■ **Given problem**
Which lines in the listing below contain the string "target"? Copy each of those lines in full.

■ **Provided records**
::::::::::
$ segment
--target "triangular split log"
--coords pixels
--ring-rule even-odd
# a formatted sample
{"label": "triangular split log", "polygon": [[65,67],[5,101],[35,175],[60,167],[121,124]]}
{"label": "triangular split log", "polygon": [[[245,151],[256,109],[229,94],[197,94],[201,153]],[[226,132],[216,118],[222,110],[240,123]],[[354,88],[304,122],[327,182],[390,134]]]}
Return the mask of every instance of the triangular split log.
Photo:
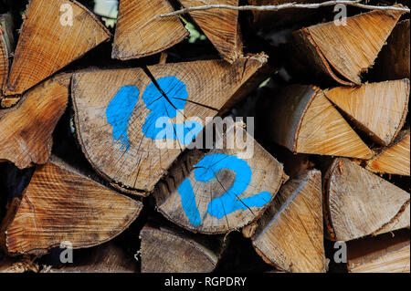
{"label": "triangular split log", "polygon": [[409,193],[348,159],[335,159],[323,182],[332,240],[349,241],[409,227]]}
{"label": "triangular split log", "polygon": [[286,272],[325,272],[321,173],[311,170],[287,182],[251,236],[258,255]]}
{"label": "triangular split log", "polygon": [[153,19],[173,10],[167,0],[120,1],[111,57],[142,57],[182,41],[188,31],[177,17]]}
{"label": "triangular split log", "polygon": [[12,205],[2,225],[2,244],[10,255],[100,244],[125,230],[142,207],[55,157],[37,166]]}

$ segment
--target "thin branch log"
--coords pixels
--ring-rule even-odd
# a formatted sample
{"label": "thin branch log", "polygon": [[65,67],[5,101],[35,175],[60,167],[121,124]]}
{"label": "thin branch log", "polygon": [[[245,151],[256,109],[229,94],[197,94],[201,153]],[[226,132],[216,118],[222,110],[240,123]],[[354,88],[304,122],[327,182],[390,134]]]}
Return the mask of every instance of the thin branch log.
{"label": "thin branch log", "polygon": [[337,1],[325,1],[322,3],[313,3],[313,4],[297,4],[297,3],[285,3],[279,5],[242,5],[242,6],[235,6],[229,5],[208,5],[202,6],[195,6],[195,7],[185,7],[180,10],[176,10],[174,12],[162,14],[157,16],[154,16],[153,19],[162,18],[162,17],[170,17],[170,16],[177,16],[183,14],[186,14],[192,11],[202,11],[202,10],[210,10],[210,9],[230,9],[230,10],[238,10],[238,11],[278,11],[282,9],[290,9],[290,8],[305,8],[305,9],[315,9],[325,6],[332,6],[335,5],[346,5],[350,6],[360,7],[364,9],[369,10],[395,10],[395,11],[403,11],[406,13],[409,13],[409,8],[402,5],[395,6],[376,6],[376,5],[367,5],[359,3],[361,0],[337,0]]}

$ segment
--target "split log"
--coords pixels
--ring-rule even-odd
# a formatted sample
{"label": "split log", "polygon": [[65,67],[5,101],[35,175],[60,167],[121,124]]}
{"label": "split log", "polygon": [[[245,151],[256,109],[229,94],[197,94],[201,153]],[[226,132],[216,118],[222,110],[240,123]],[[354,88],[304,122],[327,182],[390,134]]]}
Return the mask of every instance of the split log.
{"label": "split log", "polygon": [[333,161],[323,187],[325,222],[333,241],[409,227],[409,193],[348,159]]}
{"label": "split log", "polygon": [[381,234],[347,244],[351,273],[409,273],[409,230]]}
{"label": "split log", "polygon": [[153,20],[172,11],[167,0],[121,0],[111,57],[142,57],[182,41],[188,31],[177,17]]}
{"label": "split log", "polygon": [[[233,65],[222,60],[156,65],[148,68],[155,83],[141,68],[75,74],[72,98],[83,152],[113,186],[147,195],[201,131],[206,118],[225,111],[256,86],[266,62],[265,55],[258,55]],[[195,120],[187,120],[193,117]],[[175,124],[179,119],[183,126]],[[174,132],[168,141],[176,144],[161,148],[157,141],[169,128]]]}
{"label": "split log", "polygon": [[75,0],[30,0],[5,95],[24,93],[110,37],[96,16]]}
{"label": "split log", "polygon": [[401,131],[394,144],[379,151],[366,161],[365,169],[381,173],[410,175],[409,129]]}
{"label": "split log", "polygon": [[73,249],[98,245],[126,229],[142,207],[53,157],[9,208],[2,243],[10,255],[37,255],[64,242]]}
{"label": "split log", "polygon": [[268,135],[294,153],[370,159],[373,152],[314,86],[292,85],[267,104]]}
{"label": "split log", "polygon": [[46,163],[51,134],[68,99],[71,74],[59,74],[26,92],[20,102],[0,110],[0,161],[20,169]]}
{"label": "split log", "polygon": [[[224,146],[244,138],[248,149]],[[243,158],[250,148],[253,156]],[[236,123],[206,155],[187,152],[153,195],[158,211],[173,223],[192,232],[224,234],[261,216],[287,179],[282,164]]]}
{"label": "split log", "polygon": [[[322,0],[248,0],[250,5],[279,5],[287,3],[311,4],[321,3]],[[279,11],[252,11],[251,25],[255,28],[269,29],[279,26],[288,26],[297,21],[303,20],[314,13],[317,9],[286,9]]]}
{"label": "split log", "polygon": [[73,264],[60,268],[44,267],[40,273],[136,273],[137,261],[112,242],[73,255]]}
{"label": "split log", "polygon": [[286,272],[325,272],[321,173],[311,170],[290,180],[257,223],[257,253]]}
{"label": "split log", "polygon": [[146,224],[141,232],[142,273],[209,273],[218,263],[223,239],[194,236]]}
{"label": "split log", "polygon": [[321,23],[293,32],[297,69],[326,74],[342,85],[360,85],[402,12],[378,10],[346,18],[346,26]]}
{"label": "split log", "polygon": [[[179,2],[184,7],[215,4],[238,5],[238,0],[179,0]],[[210,9],[193,11],[190,12],[190,16],[225,60],[233,63],[243,56],[238,11]]]}
{"label": "split log", "polygon": [[337,87],[325,96],[373,140],[387,146],[403,128],[408,112],[409,79]]}
{"label": "split log", "polygon": [[398,22],[375,61],[373,71],[378,79],[409,78],[409,19]]}
{"label": "split log", "polygon": [[[0,15],[0,96],[7,81],[10,58],[15,50],[14,24],[11,14]],[[2,107],[2,104],[0,104]]]}

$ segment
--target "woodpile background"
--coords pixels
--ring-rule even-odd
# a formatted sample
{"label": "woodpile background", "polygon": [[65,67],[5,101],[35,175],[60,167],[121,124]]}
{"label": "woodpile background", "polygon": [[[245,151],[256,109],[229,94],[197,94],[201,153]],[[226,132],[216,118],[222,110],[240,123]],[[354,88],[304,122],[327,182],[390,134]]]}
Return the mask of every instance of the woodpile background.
::::::::::
■ **Exercise output**
--target "triangular split log"
--target "thin branch log"
--target "split log"
--target "woodpile background"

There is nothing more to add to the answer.